# [Objective]
Count the lines in the listing below that contain the word "backpack" and give only that number.

# [Extracted data]
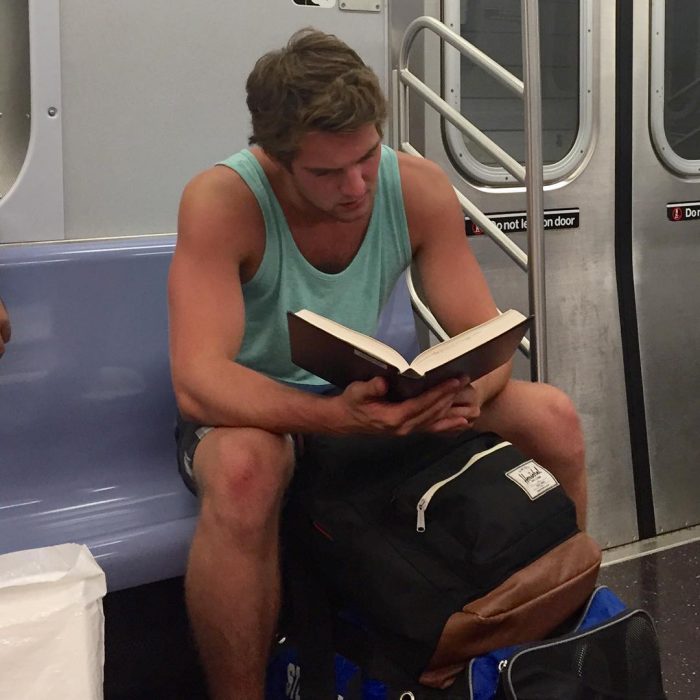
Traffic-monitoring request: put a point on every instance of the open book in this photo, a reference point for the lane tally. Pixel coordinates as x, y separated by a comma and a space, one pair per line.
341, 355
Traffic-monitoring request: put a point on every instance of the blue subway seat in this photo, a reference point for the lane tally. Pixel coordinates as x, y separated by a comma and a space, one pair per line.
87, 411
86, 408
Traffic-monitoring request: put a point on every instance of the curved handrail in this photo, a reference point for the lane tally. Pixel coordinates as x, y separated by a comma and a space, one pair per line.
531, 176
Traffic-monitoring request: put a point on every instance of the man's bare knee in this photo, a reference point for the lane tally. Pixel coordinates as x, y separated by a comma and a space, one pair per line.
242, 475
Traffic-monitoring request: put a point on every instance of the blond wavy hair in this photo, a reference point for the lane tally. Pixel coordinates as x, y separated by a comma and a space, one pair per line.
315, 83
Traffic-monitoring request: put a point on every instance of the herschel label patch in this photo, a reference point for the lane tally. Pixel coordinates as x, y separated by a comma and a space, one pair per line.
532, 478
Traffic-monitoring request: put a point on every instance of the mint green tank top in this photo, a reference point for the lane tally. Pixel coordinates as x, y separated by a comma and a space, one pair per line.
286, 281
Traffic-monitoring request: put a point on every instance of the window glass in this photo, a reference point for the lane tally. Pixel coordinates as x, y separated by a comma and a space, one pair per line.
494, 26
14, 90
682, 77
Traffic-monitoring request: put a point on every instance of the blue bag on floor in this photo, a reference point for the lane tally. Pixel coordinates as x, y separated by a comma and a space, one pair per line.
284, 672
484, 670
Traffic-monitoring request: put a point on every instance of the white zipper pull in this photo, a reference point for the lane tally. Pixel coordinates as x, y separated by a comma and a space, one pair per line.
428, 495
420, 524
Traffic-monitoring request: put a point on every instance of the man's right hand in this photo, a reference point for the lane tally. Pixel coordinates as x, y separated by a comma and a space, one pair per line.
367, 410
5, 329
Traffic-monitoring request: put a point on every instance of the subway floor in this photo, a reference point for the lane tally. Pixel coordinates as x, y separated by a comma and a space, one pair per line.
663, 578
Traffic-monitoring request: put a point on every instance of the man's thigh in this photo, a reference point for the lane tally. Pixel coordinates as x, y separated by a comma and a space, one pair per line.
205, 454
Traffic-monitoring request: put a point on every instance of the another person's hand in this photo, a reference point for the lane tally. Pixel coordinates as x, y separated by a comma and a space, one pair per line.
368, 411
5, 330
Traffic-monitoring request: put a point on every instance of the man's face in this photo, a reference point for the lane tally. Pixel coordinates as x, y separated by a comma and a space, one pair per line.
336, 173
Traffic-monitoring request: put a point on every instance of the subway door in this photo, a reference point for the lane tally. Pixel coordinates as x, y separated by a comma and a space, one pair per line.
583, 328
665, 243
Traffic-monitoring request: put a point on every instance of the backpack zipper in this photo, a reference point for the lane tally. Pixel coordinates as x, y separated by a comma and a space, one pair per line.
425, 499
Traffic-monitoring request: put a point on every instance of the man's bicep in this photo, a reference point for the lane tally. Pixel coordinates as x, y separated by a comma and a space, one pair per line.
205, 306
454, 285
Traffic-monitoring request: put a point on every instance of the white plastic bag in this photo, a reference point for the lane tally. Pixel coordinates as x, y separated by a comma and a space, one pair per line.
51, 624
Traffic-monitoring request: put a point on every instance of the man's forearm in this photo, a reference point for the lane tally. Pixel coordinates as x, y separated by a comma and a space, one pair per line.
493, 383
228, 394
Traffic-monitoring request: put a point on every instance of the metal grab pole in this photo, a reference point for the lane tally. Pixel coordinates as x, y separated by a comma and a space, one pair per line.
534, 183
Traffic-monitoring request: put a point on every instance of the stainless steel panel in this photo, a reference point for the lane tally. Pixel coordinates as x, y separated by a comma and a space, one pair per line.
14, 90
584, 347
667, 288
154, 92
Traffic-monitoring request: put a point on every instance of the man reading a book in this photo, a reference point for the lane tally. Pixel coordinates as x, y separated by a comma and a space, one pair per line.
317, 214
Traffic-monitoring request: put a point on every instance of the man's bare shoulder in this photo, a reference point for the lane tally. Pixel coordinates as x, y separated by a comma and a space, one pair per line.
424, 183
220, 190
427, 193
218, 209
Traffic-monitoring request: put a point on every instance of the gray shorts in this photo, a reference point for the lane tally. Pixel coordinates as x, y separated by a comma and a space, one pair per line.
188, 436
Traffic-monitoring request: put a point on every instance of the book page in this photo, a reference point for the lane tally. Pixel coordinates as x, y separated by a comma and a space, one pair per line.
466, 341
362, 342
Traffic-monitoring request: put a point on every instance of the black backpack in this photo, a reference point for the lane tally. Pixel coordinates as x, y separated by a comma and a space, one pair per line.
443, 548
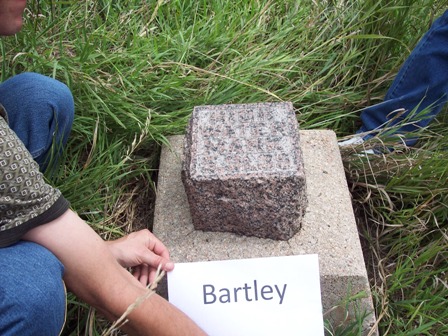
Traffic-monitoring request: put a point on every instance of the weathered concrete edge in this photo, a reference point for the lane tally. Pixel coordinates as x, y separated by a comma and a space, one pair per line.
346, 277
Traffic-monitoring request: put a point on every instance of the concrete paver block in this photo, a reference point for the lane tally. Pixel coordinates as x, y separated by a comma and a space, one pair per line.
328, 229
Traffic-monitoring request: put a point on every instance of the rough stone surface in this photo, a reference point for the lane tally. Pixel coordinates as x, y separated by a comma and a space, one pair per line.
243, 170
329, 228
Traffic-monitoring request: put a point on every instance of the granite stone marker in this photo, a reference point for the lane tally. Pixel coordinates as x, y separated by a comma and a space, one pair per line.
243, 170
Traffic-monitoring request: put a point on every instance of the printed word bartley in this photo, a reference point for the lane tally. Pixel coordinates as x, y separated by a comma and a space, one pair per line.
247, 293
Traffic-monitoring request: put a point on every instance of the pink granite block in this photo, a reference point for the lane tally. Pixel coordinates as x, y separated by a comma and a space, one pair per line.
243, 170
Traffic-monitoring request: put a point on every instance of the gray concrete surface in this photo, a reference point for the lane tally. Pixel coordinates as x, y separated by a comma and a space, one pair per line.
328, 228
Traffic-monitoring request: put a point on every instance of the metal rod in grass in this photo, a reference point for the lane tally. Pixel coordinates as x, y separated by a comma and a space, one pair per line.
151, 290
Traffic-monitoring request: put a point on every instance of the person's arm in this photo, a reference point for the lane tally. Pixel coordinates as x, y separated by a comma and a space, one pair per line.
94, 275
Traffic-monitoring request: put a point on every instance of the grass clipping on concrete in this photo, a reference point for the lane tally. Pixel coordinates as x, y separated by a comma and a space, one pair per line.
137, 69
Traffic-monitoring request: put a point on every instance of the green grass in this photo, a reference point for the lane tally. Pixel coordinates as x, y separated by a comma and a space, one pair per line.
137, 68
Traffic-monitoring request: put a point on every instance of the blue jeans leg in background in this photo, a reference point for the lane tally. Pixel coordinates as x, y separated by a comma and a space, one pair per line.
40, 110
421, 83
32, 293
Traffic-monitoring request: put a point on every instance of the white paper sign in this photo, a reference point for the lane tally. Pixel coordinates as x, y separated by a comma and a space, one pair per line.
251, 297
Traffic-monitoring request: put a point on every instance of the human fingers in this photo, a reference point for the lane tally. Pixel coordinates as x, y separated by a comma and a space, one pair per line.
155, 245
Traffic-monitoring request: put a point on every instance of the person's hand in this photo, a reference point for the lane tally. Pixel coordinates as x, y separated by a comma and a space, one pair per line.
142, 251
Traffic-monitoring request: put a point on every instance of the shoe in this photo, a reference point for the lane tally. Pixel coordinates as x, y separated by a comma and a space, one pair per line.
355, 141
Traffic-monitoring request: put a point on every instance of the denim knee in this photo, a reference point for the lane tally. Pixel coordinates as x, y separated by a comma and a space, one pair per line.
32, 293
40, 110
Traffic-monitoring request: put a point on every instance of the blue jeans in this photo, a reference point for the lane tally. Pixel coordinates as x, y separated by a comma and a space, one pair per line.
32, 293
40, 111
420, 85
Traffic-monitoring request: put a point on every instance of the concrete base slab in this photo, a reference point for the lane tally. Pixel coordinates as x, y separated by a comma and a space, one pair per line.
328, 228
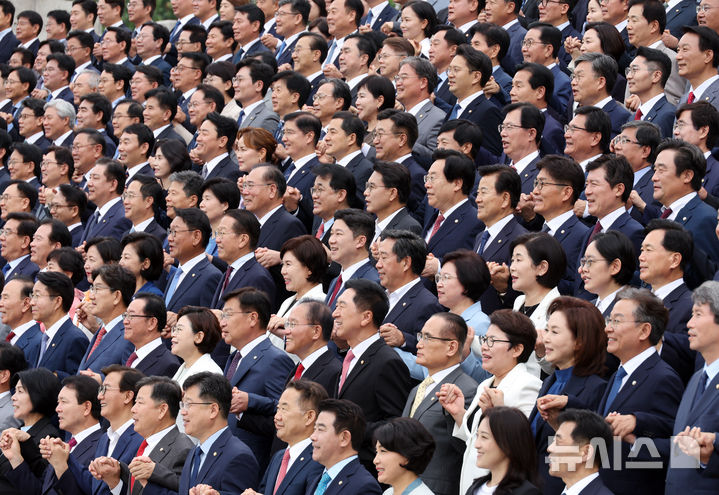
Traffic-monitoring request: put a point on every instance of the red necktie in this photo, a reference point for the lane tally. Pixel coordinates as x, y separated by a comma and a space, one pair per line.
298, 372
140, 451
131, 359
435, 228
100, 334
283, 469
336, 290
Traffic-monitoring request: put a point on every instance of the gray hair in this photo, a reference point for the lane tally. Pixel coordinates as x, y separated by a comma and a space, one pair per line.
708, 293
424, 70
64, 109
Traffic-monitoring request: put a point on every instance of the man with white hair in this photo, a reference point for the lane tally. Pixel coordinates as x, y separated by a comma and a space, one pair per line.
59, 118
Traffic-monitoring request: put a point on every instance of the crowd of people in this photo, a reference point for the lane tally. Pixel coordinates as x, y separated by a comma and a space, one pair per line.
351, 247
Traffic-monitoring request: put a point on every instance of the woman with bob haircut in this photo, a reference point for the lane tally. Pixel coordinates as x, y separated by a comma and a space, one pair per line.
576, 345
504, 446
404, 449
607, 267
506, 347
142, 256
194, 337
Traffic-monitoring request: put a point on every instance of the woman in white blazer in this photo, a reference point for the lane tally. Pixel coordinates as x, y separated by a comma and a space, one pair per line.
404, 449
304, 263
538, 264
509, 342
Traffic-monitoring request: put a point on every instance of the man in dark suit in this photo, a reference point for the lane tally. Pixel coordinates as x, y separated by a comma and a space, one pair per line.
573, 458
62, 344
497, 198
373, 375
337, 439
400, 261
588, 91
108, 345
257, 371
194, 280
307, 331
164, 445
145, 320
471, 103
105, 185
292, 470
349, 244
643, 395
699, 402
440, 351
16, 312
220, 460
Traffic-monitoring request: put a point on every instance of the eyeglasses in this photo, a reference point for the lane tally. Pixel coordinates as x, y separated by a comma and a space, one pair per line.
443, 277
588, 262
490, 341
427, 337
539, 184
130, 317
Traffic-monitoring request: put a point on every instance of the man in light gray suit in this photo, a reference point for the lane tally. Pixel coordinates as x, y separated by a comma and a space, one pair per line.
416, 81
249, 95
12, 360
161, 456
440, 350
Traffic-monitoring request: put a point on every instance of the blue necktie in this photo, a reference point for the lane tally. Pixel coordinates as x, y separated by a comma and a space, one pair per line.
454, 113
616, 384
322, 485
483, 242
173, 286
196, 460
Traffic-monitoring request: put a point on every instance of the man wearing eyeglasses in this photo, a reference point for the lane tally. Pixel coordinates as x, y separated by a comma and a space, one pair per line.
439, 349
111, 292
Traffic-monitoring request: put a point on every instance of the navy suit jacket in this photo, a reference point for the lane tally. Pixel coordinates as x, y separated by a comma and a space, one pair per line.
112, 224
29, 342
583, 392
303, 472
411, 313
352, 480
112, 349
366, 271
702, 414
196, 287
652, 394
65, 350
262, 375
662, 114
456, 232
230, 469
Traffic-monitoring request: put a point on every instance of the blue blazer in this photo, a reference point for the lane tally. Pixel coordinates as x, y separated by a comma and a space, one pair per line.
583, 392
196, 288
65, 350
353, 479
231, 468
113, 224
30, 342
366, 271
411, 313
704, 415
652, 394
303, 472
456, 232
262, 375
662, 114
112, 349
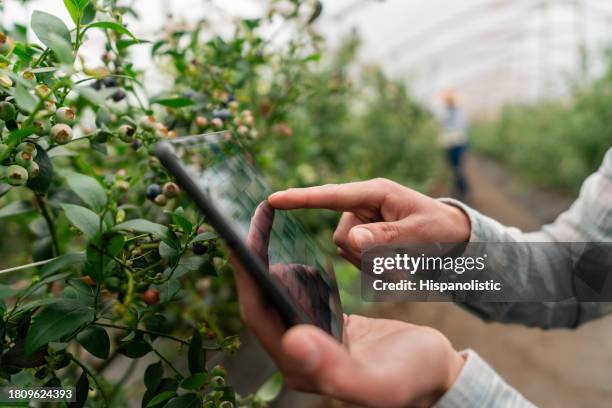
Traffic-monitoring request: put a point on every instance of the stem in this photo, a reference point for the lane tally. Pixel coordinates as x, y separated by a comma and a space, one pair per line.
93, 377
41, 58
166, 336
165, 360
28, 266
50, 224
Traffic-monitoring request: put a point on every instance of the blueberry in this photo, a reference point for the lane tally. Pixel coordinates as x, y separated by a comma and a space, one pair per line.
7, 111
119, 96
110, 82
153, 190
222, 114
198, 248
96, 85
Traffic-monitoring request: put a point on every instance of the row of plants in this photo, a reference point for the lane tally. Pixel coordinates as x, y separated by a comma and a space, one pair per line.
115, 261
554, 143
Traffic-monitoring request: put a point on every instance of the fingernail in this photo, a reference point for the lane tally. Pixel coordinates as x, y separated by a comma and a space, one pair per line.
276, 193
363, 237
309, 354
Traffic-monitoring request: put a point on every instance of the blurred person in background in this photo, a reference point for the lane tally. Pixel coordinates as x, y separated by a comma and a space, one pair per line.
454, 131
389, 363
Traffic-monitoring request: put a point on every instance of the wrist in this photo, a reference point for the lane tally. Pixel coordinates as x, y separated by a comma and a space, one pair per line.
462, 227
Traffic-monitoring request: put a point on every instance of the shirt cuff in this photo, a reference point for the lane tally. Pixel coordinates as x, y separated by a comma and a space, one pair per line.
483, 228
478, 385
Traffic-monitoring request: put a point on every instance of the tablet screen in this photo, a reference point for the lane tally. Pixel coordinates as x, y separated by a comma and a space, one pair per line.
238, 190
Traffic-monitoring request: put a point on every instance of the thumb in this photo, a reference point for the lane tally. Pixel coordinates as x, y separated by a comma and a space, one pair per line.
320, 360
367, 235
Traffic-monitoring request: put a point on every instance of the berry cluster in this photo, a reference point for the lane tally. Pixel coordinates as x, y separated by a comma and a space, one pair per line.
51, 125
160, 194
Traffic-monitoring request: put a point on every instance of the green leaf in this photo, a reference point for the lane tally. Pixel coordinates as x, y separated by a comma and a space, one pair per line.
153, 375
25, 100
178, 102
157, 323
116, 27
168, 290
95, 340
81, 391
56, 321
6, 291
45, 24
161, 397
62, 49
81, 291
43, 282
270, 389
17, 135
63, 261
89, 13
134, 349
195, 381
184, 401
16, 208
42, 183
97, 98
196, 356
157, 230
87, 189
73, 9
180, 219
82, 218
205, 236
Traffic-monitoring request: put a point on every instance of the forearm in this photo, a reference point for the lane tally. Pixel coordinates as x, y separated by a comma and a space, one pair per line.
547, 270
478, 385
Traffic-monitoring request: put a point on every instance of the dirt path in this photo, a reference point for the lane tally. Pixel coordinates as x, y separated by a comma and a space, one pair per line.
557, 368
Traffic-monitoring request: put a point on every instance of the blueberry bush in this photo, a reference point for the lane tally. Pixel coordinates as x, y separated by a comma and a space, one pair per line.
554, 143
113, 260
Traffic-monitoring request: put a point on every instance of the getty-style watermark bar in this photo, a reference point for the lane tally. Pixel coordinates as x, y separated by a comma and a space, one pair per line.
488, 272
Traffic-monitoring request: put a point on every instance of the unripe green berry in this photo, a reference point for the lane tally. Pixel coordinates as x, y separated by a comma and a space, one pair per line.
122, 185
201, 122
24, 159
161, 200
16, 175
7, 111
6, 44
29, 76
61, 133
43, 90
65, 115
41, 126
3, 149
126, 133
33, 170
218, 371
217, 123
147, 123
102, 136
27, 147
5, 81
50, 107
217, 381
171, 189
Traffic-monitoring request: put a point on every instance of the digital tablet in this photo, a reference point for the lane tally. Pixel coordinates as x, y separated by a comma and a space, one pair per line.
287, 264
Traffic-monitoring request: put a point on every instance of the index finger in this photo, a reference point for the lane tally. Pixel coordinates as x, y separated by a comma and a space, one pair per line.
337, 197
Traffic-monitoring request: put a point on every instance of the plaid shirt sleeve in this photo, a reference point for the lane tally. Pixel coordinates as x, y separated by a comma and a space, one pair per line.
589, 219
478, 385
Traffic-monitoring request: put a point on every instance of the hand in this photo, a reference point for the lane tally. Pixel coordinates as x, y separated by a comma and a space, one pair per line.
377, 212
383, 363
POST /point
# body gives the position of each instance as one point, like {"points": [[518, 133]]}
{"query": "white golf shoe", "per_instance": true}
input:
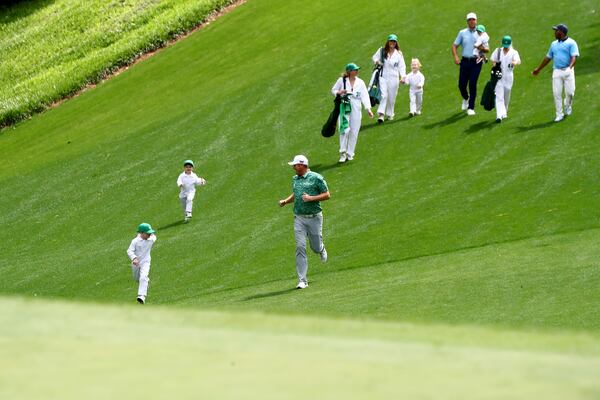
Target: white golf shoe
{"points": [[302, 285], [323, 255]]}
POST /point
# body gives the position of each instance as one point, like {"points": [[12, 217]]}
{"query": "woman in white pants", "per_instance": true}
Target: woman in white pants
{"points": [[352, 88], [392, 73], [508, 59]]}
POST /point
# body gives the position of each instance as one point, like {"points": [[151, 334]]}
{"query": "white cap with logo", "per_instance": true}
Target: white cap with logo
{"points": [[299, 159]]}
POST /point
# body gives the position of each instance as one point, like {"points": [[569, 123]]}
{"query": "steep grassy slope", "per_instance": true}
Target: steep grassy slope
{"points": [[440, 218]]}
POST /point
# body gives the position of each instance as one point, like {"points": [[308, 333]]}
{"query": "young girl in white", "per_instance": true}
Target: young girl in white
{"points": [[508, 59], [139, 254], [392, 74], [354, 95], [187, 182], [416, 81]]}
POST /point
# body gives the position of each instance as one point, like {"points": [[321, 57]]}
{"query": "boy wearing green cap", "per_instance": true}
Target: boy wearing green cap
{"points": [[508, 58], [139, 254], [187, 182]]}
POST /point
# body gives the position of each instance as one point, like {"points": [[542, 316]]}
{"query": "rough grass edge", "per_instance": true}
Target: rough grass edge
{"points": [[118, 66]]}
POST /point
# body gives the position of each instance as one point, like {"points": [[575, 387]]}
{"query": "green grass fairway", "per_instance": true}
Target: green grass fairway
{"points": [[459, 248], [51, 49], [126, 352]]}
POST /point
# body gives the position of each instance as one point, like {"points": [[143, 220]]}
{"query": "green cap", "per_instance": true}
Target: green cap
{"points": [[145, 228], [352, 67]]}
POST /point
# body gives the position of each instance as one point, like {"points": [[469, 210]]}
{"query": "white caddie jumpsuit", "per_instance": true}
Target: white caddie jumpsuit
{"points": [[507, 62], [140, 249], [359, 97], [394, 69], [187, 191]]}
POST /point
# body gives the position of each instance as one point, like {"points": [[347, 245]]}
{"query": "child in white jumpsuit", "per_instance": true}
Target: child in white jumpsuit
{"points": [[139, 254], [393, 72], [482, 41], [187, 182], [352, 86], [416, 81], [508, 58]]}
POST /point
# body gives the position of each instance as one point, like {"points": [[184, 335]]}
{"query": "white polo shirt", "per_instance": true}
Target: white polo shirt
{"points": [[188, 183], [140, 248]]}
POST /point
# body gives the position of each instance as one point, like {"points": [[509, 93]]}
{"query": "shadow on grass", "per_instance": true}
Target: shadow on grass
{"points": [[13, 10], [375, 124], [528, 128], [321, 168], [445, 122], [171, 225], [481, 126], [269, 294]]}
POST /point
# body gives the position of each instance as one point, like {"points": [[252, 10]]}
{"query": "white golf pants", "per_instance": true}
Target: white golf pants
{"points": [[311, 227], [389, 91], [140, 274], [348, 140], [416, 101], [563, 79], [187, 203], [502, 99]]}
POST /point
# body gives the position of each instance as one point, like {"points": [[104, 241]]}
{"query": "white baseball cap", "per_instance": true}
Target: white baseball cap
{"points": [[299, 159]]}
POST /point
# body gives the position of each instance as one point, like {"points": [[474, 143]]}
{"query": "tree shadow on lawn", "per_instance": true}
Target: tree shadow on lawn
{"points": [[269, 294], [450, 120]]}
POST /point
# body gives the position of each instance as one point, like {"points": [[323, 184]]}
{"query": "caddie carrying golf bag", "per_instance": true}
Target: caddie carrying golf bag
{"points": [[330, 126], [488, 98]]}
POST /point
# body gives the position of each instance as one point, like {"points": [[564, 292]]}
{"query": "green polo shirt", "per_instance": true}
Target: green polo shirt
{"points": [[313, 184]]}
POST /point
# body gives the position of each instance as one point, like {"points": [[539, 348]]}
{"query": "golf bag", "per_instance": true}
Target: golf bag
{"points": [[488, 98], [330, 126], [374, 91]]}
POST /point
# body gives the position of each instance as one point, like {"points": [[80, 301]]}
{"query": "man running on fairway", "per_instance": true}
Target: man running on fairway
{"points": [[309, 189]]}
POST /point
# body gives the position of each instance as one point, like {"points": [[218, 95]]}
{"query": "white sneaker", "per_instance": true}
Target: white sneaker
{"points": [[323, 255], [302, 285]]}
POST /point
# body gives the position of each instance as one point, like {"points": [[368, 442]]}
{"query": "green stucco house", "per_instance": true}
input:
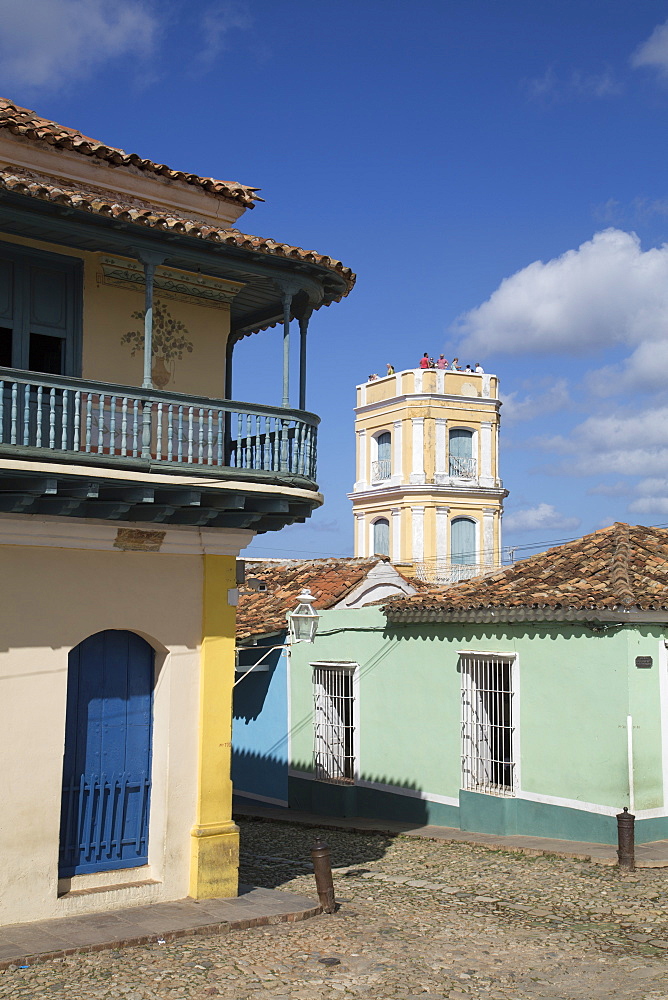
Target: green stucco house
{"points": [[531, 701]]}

# [Solution to this task]
2